> PROBLEM REQUIREMENTS
Each entry is to be restated word for word, with nothing omitted.

> ENTRIES SUPPLIED
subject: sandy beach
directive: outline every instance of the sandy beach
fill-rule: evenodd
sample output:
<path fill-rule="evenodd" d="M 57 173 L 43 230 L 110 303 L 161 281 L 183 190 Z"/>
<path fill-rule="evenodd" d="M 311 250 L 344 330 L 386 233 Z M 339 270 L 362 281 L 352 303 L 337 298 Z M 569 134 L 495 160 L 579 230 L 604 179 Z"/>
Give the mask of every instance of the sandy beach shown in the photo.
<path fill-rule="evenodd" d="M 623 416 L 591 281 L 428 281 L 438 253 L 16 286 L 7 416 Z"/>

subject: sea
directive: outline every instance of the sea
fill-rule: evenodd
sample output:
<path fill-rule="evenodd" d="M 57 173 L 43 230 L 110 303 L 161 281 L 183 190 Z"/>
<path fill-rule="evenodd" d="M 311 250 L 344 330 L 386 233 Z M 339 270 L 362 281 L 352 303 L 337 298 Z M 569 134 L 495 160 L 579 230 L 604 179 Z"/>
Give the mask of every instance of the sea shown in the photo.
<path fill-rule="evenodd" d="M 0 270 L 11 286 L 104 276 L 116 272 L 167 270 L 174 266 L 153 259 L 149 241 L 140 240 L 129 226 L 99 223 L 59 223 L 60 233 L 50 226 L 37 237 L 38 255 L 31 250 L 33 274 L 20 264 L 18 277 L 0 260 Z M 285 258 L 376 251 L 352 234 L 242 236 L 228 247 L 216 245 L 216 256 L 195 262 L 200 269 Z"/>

> ANSWER FOR THE TASK
subject: sandy beach
directive: outline every instance of the sandy beach
fill-rule: evenodd
sample output:
<path fill-rule="evenodd" d="M 57 173 L 43 230 L 110 303 L 161 281 L 183 190 Z"/>
<path fill-rule="evenodd" d="M 311 250 L 344 330 L 386 233 Z M 339 270 L 362 281 L 352 303 L 337 298 Z M 569 134 L 495 160 L 579 230 L 604 179 Z"/>
Give the mask of every instance of the sandy beach shown in the photo.
<path fill-rule="evenodd" d="M 623 416 L 591 281 L 428 281 L 438 253 L 16 286 L 7 416 Z"/>

subject: sea
directive: outline every instance of the sea
fill-rule: evenodd
sample output:
<path fill-rule="evenodd" d="M 57 173 L 43 230 L 110 303 L 161 281 L 183 190 Z"/>
<path fill-rule="evenodd" d="M 311 250 L 344 330 L 386 233 Z M 339 270 L 362 281 L 352 303 L 337 298 Z M 569 134 L 495 160 L 579 230 L 604 179 Z"/>
Give the mask of every instance of the sea shown in the photo.
<path fill-rule="evenodd" d="M 0 270 L 11 286 L 104 276 L 116 272 L 167 270 L 174 266 L 153 259 L 149 241 L 140 240 L 129 226 L 99 223 L 59 223 L 60 233 L 50 226 L 37 237 L 38 255 L 31 250 L 33 274 L 20 264 L 18 277 L 0 260 Z M 285 258 L 376 251 L 352 234 L 242 236 L 228 247 L 216 245 L 216 256 L 195 262 L 200 269 Z"/>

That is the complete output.